Could you extend the passage about Law Society of Ontario bencher candidates debating Pro Bono Ontario funding, starting right after its last sentence?

##### Passage

Candidates for the Law Society of Ontario’s board are split on if and how a fee to support pro bono services should be incorporated into annual fees.
Late last year, Pro Bono Ontario came close to shutting down help centres in the three courthouses due to lack of sustainable funding, but it was able to continue operations after an influx from the private sector and the federal government.
Some candidates for the law society’s board, which elects new benchers on April 30, say the law society should provide a sustainable source of funding for PBO going forward, even suggesting a $25 levy on each licensee. Others question whether funding PBO may lead to unintended consequences, including bencher candidate Shalini Konanur, executive director and lawyer at the South Asian Legal Clinic of Ontario.
“I have a few concerns,” says Konanur, who, if elected, would like more information on the financial organization of Pro Bono Ontario before approving any funding.

##########
##### Information

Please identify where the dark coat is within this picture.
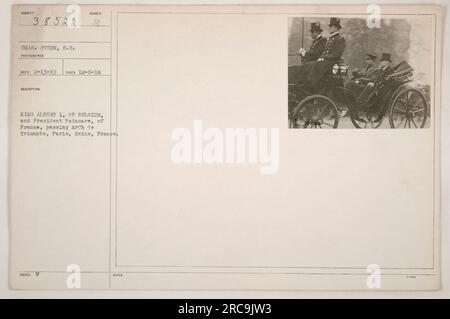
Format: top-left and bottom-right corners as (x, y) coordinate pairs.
(302, 35), (327, 63)
(289, 33), (345, 92)
(322, 33), (346, 63)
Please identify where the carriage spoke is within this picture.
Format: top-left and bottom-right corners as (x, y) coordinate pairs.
(411, 107), (425, 114)
(322, 122), (333, 127)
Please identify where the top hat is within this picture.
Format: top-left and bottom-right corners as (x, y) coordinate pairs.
(309, 22), (322, 32)
(328, 18), (342, 29)
(380, 53), (392, 62)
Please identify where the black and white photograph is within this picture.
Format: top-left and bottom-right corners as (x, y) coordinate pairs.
(288, 15), (434, 129)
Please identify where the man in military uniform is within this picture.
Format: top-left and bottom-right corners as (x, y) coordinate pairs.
(289, 18), (346, 92)
(358, 53), (392, 103)
(298, 22), (327, 63)
(345, 53), (380, 96)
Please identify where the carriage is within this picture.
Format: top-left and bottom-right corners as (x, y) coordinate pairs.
(289, 60), (429, 128)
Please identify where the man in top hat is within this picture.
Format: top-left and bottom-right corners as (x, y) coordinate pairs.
(358, 53), (392, 103)
(298, 22), (327, 63)
(345, 53), (380, 95)
(289, 18), (345, 92)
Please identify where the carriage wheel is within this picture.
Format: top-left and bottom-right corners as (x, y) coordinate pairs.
(293, 95), (339, 128)
(389, 88), (428, 128)
(350, 111), (383, 128)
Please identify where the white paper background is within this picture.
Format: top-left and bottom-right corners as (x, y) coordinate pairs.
(0, 0), (450, 298)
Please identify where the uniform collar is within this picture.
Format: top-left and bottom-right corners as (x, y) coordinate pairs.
(330, 31), (339, 38)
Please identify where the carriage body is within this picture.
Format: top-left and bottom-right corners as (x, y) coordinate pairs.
(352, 61), (429, 128)
(289, 61), (348, 128)
(289, 61), (429, 128)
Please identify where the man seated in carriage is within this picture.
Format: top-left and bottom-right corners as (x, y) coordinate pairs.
(298, 22), (327, 63)
(345, 53), (380, 96)
(358, 53), (392, 104)
(289, 18), (346, 92)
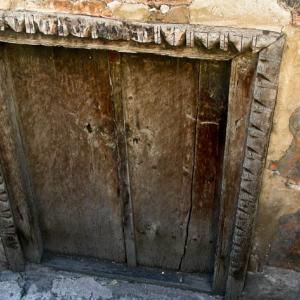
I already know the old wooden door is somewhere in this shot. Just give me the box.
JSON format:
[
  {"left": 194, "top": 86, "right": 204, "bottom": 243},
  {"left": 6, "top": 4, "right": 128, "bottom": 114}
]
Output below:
[{"left": 1, "top": 45, "right": 230, "bottom": 272}]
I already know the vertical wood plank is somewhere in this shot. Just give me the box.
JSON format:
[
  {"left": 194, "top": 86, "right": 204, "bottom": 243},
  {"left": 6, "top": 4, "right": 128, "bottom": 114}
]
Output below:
[
  {"left": 213, "top": 54, "right": 257, "bottom": 293},
  {"left": 225, "top": 37, "right": 285, "bottom": 300},
  {"left": 5, "top": 45, "right": 125, "bottom": 262},
  {"left": 0, "top": 45, "right": 43, "bottom": 263},
  {"left": 181, "top": 61, "right": 230, "bottom": 273},
  {"left": 0, "top": 166, "right": 24, "bottom": 271},
  {"left": 109, "top": 52, "right": 136, "bottom": 266},
  {"left": 122, "top": 55, "right": 199, "bottom": 269}
]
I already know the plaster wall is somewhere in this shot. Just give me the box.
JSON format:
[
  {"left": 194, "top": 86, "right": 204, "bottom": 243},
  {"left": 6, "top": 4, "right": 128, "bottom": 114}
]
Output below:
[{"left": 0, "top": 0, "right": 300, "bottom": 270}]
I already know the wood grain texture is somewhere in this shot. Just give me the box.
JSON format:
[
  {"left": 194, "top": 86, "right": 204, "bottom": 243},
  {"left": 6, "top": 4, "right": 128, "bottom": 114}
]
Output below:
[
  {"left": 181, "top": 61, "right": 230, "bottom": 273},
  {"left": 226, "top": 38, "right": 285, "bottom": 299},
  {"left": 6, "top": 46, "right": 125, "bottom": 262},
  {"left": 109, "top": 52, "right": 136, "bottom": 266},
  {"left": 0, "top": 10, "right": 280, "bottom": 53},
  {"left": 0, "top": 169, "right": 24, "bottom": 271},
  {"left": 122, "top": 55, "right": 199, "bottom": 269},
  {"left": 0, "top": 44, "right": 42, "bottom": 263},
  {"left": 213, "top": 54, "right": 257, "bottom": 293}
]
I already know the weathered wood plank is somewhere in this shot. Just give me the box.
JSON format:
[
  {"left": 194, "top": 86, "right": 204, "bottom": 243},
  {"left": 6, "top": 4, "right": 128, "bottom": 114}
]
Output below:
[
  {"left": 213, "top": 55, "right": 257, "bottom": 293},
  {"left": 109, "top": 52, "right": 136, "bottom": 266},
  {"left": 226, "top": 38, "right": 284, "bottom": 299},
  {"left": 0, "top": 237, "right": 8, "bottom": 272},
  {"left": 122, "top": 55, "right": 198, "bottom": 269},
  {"left": 0, "top": 10, "right": 280, "bottom": 53},
  {"left": 0, "top": 45, "right": 42, "bottom": 263},
  {"left": 181, "top": 61, "right": 230, "bottom": 273},
  {"left": 0, "top": 165, "right": 24, "bottom": 271},
  {"left": 7, "top": 46, "right": 125, "bottom": 262}
]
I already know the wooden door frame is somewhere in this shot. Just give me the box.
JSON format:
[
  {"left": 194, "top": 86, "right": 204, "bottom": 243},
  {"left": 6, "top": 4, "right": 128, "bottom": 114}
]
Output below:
[{"left": 0, "top": 11, "right": 285, "bottom": 299}]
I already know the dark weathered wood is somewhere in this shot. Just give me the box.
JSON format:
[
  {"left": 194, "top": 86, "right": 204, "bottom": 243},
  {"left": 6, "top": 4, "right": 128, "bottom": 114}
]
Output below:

##########

Task answer:
“It’s easy for all of us to say ‘Yes, the Law Society of Ontario should be a strong advocate of access to justice.’
“It’s a little bit more difficult when you come to financial questions because the law society is not a funder, it’s a professional body. The question for me working in the clinic system is, ‘If the law society is going to get into the game of funding access to justice, are we also going to talk about funding Legal Aid supports?’”
Lynn Burns, founding executive director of Pro Bono Ontario, says she has been approached by bencher candidates and that she and the PBO’s board have been meeting with candidates to seek their support for Pro Bono Ontario’s funding. PBO will likely post a list of supportive candidates on its website and social media accounts, open to anyone that supports LSO funding for Pro Bono Ontario regardless of the structure or source of funding, she says.
“I’ve heard a lot of debate about whether a levy would hurt new calls or sole practitioners. There could be sliding scales — there are a lot of ways that they could find the funding to support Pro Bono Ontario,” says Burns.
Robert Shawyer, a bencher candidate, was inspired to run for office to be a voice for Pro Bono Ontario in Convocation. Although he does not support raising fees for licensees (which rose $18 to $2,201 for lawyers in 2019), he says would like to see $25 of each licensee’s existing fees redistributed specifically to Pro Bono Ontario.
“I absolutely in no way want to increase the fees — we are already charged too much for our licence on a yearly basis. . . . I’d actually advocate for a new fee structure that would be more flexible so that people, depending on their practice area, could pay reduced fee levels,” says Shawyer, principal of Shawyer Family Law & Mediation, a four-lawyer firm in Toronto.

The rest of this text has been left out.